[TASK REQUIREMENTS]
Please set down only the lines between the line containing "Mark a dot on each instance of the support" and the end of the records, inclusive, exactly as they stand.

┌─ INPUT DATA

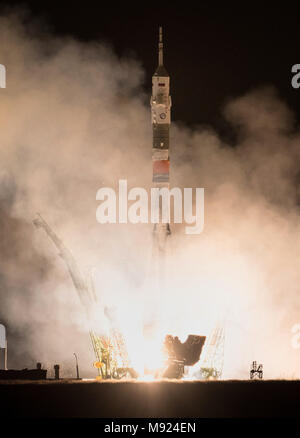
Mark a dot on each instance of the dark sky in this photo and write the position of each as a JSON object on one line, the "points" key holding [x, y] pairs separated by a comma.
{"points": [[212, 52]]}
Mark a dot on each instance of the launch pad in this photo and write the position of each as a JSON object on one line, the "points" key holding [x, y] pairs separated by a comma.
{"points": [[158, 399]]}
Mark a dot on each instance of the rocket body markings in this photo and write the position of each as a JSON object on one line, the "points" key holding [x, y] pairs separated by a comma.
{"points": [[161, 121]]}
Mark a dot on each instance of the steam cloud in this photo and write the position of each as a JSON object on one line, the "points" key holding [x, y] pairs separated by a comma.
{"points": [[74, 118]]}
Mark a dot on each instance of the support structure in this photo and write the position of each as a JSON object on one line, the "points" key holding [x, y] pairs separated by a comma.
{"points": [[110, 351]]}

└─

[WRITTEN RESPONSE]
Mark a dot on each instance of the support structure in this photo and write the position of each as a JSON object on one line, the "points" key holding [x, y] pairs separated by a comma.
{"points": [[110, 351]]}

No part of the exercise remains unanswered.